[Data records]
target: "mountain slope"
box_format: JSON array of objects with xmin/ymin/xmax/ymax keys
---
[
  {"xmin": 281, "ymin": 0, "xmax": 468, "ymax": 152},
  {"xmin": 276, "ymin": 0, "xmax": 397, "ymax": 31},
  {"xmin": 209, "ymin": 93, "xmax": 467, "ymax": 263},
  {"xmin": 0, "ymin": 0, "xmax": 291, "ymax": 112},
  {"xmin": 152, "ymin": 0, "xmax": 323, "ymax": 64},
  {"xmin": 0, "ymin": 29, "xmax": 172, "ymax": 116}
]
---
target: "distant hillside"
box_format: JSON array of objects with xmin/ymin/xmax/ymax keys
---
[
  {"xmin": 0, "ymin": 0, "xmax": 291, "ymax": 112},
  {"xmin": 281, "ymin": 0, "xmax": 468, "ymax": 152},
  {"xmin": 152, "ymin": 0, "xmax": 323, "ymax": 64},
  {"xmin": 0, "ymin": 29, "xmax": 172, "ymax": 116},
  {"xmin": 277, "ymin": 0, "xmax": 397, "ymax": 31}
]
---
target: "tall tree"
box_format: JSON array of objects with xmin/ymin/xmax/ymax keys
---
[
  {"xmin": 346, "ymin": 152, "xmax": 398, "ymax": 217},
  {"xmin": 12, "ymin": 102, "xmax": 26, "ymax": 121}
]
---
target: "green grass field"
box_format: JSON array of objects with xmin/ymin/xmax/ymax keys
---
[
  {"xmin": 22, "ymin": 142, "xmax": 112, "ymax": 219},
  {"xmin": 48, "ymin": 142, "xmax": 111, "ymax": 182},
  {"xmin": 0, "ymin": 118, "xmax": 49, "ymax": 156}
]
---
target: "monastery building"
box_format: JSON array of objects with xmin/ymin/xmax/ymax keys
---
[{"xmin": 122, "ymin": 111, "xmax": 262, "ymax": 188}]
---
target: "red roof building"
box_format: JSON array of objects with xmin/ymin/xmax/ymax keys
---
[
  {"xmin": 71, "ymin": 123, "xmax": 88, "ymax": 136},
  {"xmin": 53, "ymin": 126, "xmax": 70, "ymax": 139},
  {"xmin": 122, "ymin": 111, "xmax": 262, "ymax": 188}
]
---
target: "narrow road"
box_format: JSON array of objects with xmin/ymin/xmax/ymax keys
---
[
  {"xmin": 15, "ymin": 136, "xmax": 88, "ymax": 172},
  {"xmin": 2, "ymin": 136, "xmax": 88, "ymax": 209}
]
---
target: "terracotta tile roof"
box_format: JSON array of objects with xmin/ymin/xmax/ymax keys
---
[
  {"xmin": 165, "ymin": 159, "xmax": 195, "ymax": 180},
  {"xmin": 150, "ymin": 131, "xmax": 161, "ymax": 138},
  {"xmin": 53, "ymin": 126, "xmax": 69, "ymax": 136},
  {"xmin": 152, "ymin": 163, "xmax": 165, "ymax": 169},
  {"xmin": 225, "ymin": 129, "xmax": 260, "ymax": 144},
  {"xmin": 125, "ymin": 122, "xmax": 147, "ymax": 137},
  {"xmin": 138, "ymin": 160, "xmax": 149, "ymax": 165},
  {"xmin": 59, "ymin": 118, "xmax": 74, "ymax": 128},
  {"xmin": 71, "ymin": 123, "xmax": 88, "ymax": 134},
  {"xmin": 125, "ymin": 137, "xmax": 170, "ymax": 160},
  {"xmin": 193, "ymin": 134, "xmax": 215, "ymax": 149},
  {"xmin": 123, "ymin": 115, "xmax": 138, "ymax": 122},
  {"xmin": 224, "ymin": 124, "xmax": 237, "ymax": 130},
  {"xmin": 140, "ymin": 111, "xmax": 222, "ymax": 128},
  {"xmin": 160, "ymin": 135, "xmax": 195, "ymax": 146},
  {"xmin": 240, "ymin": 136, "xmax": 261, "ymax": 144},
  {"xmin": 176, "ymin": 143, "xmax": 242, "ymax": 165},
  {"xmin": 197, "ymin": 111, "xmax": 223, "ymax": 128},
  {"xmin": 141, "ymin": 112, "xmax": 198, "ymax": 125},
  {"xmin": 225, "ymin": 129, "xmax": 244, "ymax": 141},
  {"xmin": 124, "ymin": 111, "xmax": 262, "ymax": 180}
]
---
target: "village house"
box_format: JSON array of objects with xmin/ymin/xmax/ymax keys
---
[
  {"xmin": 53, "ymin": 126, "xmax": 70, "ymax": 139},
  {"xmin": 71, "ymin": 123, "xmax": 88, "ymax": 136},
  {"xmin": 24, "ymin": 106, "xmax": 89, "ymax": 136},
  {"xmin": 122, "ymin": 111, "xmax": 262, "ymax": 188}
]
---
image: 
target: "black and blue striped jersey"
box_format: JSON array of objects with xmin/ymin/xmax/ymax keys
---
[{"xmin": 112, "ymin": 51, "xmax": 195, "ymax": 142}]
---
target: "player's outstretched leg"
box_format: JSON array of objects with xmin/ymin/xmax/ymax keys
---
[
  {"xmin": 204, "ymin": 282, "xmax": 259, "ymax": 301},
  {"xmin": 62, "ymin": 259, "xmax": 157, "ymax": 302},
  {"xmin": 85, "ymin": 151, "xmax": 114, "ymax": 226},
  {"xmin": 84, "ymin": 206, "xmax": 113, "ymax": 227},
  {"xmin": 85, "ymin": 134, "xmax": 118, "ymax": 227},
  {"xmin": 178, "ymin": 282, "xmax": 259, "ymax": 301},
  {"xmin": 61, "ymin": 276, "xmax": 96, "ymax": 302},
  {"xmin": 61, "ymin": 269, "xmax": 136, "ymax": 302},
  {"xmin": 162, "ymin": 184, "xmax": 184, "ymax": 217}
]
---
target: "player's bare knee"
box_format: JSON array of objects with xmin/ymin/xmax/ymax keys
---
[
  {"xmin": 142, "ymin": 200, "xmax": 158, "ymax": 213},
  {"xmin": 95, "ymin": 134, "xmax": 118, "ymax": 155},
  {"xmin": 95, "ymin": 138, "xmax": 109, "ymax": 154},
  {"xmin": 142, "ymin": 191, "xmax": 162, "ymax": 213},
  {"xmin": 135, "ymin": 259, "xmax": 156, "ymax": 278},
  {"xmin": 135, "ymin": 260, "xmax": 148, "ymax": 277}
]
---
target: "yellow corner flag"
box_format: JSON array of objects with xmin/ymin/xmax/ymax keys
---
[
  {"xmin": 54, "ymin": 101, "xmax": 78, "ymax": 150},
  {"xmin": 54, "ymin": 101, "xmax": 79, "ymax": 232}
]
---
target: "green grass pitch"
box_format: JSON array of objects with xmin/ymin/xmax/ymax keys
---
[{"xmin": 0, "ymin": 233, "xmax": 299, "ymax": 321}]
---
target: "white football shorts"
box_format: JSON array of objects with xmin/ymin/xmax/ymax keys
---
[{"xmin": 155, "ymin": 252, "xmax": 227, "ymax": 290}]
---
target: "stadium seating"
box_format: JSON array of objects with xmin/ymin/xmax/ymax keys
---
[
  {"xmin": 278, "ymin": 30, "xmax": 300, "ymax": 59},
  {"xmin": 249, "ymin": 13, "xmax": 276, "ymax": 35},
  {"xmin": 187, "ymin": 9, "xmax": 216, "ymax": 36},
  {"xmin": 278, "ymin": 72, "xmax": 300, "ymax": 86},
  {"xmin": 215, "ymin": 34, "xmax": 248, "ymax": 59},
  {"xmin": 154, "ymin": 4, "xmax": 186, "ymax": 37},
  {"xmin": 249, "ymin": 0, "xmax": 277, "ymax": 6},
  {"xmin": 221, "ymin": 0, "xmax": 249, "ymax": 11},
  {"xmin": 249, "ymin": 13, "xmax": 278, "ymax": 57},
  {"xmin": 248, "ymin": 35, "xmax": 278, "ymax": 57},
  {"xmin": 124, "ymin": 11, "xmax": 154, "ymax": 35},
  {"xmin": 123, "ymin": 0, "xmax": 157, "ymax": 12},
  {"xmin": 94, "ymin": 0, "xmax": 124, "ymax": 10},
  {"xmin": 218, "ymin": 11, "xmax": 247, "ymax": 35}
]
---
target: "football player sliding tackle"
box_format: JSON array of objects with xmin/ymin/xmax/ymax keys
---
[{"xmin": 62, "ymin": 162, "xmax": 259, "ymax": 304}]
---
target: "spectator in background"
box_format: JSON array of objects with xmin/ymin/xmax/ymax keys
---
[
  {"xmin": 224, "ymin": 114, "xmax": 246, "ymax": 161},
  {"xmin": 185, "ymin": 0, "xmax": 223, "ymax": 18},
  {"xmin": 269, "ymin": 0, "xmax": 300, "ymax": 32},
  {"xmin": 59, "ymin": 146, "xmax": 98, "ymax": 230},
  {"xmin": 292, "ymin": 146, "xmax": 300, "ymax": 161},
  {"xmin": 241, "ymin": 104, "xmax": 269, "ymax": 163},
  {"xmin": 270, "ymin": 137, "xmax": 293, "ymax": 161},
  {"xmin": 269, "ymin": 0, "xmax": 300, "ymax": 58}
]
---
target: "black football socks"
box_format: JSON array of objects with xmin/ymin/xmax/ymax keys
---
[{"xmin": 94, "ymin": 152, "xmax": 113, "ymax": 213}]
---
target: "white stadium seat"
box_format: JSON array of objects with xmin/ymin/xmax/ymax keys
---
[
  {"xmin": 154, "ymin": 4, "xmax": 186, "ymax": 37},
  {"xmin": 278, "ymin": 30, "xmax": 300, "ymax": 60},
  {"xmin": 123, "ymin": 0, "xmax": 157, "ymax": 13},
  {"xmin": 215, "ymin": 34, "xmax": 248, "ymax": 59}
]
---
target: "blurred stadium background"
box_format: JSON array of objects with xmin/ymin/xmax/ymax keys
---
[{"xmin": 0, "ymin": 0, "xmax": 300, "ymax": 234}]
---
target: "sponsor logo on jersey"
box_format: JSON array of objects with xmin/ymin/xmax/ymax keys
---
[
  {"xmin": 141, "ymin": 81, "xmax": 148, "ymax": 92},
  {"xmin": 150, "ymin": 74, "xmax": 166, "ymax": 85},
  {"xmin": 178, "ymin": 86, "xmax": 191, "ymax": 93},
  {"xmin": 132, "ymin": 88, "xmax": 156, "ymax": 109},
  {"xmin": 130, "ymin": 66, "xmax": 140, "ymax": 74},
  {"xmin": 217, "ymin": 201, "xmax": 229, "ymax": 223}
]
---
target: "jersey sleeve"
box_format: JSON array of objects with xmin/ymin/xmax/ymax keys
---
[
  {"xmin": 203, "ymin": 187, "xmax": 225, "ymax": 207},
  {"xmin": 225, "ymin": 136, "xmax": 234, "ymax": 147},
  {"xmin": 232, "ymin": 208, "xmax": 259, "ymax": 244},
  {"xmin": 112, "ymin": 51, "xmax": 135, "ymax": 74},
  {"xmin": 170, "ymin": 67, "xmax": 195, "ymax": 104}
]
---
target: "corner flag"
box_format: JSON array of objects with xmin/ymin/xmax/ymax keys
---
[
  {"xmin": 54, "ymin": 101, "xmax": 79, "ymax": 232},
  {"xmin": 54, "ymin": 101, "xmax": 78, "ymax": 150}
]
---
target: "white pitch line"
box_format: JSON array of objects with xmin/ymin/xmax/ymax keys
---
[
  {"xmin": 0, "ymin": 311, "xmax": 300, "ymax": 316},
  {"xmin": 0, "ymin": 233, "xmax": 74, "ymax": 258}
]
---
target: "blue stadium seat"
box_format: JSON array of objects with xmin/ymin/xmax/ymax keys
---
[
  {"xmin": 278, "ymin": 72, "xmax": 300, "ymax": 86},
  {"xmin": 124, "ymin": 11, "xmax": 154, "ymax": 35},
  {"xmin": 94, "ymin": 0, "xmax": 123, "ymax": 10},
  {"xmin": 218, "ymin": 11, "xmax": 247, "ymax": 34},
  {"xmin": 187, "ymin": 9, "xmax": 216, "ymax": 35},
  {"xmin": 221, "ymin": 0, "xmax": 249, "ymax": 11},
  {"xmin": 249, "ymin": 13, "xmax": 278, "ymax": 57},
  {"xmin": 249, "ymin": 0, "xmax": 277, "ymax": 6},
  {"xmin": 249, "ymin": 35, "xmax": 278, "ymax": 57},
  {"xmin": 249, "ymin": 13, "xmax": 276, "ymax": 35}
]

*Problem*.
Report every line in the data that holds "stadium", copying each one.

*Worked solution*.
target: "stadium seating"
target: "white stadium seat"
target: "blurred stadium background"
target: "blue stadium seat"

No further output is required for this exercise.